### Provided passage
============================================================

Quality5_map  = {'NaN':1, 'Sal':1,'Sev':2,'Maj2':3,'Maj1':3,'Mod':4,'Min1':5,'Min2':5,'Typ':6}

CleanedCategorical['Functional'] = CleanedCategorical['Functional'].map(Quality5_map)

Quality6_map  = {'NaN':1, 'NA':1,'Unf':2,'RFn':3,'Fin':4}

CleanedCategorical['GarageFinish'] = CleanedCategorical['GarageFinish'].map(Quality6_map)

OrdinalVariables = ['ExterQual','ExterCond','HeatingQC','KitchenQual','BsmtQual','BsmtCond',
                    'GarageQual','GarageCond','BsmtExposure','BsmtFinType1','BsmtFinType2',
                    'Functional','GarageFinish']

CleanedOrdinal = CleanedCategorical[OrdinalVariables]

#It's also the proper place where we should add our ordered interaction - luxurious interaction
CleanedOrdinal = pd.merge(CleanedOrdinal,
                 LuxuriousCategorical['Luxurious_Features'],
                 on='Id')
OrdinalVariables = ['ExterQual','ExterCond','HeatingQC','KitchenQual','BsmtQual','BsmtCond',
                    'GarageQual','GarageCond','BsmtExposure','BsmtFinType1','BsmtFinType2',
                    'Functional','GarageFinish','Luxurious_Features']

CleanedOrdinal= CleanedOrdinal[OrdinalVariables].fillna(1)

CleanedOrdinal.head()

In [None]:
print(CleanedOrdinal['BsmtQual'].loc[[18]])

Ordering is finished.

Now we will check cardinality.

In [None]:
NominalVariables = [x for x in CategoricalVariables if x not in OrdinalVariables]

AllLevelsPerVar = CleanedCategorical[NominalVariables].nunique()
AllLevels = CleanedCategorical[NominalVariables].nunique().sum()

print(AllLevelsPerVar)
print("Number of all levels coming from nominal variables: " + str(AllLevels))

We want to apply 'hot encoding' so we needed to check the number of levels in our data set. Method 'hot encoding' is used to receive so-called dummies, variables which will correspond to just one level of particular variable. For example having variable "Apartment Type", our dummy feature will be equal to 1 only if particular record has certain class. This method has a lot of advantages, for instance you do not loose information. However, on other side it may lead to massive increase of your data set.

In the case of this data set it is not real danger, cause we have very little number of records and no variables which would have really a lot of levels.

In [None]:
CleanedCategoricalDummy = pd.get_dummies(CleanedCategorical[NominalVariables], columns=NominalVariables)

CleanedCategoricalDummy.head()

Correct, 180 variables present in the data set. Precisely, 180 dummy variables, in other words 180 binary features.

Let's make big cross-over and combine:
* Numeric variables (38 variables like at the beginning of the project)
* Ordinal variables (14 variables: 13 as transformation of 13 categorical ones + 1 interaction as a result of 5 features)
* Nominal variables (180 variables as dummy transfomration of 25 nominal variables)

In [None]:
CleanedTotal = pd.merge(CleanedNumeric,
                 CleanedOrdinal,
                 on='Id')

============================================================

Point placement records

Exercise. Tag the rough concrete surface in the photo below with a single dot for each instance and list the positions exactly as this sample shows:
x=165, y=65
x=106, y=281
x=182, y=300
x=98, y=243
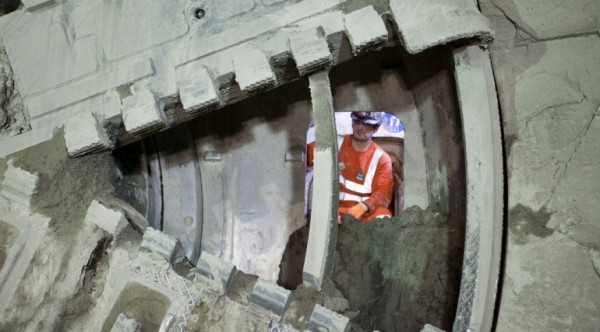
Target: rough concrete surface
x=547, y=73
x=545, y=63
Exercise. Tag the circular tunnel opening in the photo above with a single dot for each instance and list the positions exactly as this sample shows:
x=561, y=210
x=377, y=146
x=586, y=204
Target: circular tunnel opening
x=245, y=167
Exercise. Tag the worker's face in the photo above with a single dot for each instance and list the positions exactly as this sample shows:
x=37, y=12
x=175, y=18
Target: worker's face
x=363, y=132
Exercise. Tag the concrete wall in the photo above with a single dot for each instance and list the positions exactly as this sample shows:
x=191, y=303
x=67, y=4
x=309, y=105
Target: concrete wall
x=429, y=77
x=545, y=60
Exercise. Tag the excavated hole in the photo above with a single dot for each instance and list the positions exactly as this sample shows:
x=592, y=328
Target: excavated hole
x=141, y=303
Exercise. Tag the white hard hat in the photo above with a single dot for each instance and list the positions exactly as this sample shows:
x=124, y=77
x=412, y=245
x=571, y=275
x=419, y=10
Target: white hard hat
x=370, y=118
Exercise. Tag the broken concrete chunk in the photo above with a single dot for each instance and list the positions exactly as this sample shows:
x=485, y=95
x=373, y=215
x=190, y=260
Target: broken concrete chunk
x=365, y=29
x=431, y=328
x=141, y=113
x=35, y=4
x=196, y=87
x=126, y=324
x=454, y=20
x=271, y=297
x=163, y=244
x=19, y=185
x=112, y=221
x=595, y=257
x=136, y=219
x=323, y=319
x=83, y=134
x=310, y=52
x=252, y=71
x=215, y=268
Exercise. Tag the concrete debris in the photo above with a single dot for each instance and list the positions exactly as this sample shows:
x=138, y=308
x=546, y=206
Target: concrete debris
x=365, y=29
x=196, y=87
x=322, y=234
x=216, y=269
x=323, y=319
x=142, y=114
x=253, y=72
x=137, y=220
x=113, y=222
x=19, y=185
x=126, y=324
x=83, y=134
x=454, y=20
x=310, y=52
x=163, y=244
x=271, y=297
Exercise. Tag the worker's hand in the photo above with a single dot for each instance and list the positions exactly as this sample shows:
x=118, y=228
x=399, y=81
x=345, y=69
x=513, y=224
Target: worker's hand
x=358, y=210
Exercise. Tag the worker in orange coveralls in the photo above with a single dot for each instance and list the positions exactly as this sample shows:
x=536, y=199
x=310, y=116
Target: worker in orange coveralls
x=366, y=179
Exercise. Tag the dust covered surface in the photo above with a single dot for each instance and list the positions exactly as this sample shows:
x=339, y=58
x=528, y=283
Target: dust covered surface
x=402, y=273
x=63, y=276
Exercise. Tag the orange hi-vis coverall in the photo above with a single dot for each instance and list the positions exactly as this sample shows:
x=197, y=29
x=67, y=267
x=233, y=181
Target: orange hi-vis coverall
x=365, y=177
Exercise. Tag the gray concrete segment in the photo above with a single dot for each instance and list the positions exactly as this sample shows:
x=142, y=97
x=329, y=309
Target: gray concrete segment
x=322, y=234
x=454, y=20
x=83, y=134
x=252, y=71
x=142, y=113
x=215, y=268
x=270, y=296
x=323, y=319
x=196, y=87
x=19, y=185
x=112, y=221
x=180, y=178
x=485, y=189
x=365, y=29
x=310, y=51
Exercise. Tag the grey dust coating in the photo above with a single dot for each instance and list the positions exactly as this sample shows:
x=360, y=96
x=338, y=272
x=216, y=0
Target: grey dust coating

============================================================

### Instruction 1
Repeat the part of the encoding notebook excerpt starting with "AllLevels = CleanedCategorical[NominalVariables].nunique().sum()" and going on through "your data set.", word for word.
### Instruction 2
Gather every line of the listing that contains the word "coating", treating uppercase and lowercase as different.

### Written solution 1
AllLevels = CleanedCategorical[NominalVariables].nunique().sum()

print(AllLevelsPerVar)
print("Number of all levels coming from nominal variables: " + str(AllLevels))

We want to apply 'hot encoding' so we needed to check the number of levels in our data set. Method 'hot encoding' is used to receive so-called dummies, variables which will correspond to just one level of particular variable. For example having variable "Apartment Type", our dummy feature will be equal to 1 only if particular record has certain class. This method has a lot of advantages, for instance you do not loose information. However, on other side it may lead to massive increase of your data set.

### Written solution 2
Exercise. Tag the grey dust coating in the photo above with a single dot for each instance and list the positions exactly as this sample shows:
Target: grey dust coating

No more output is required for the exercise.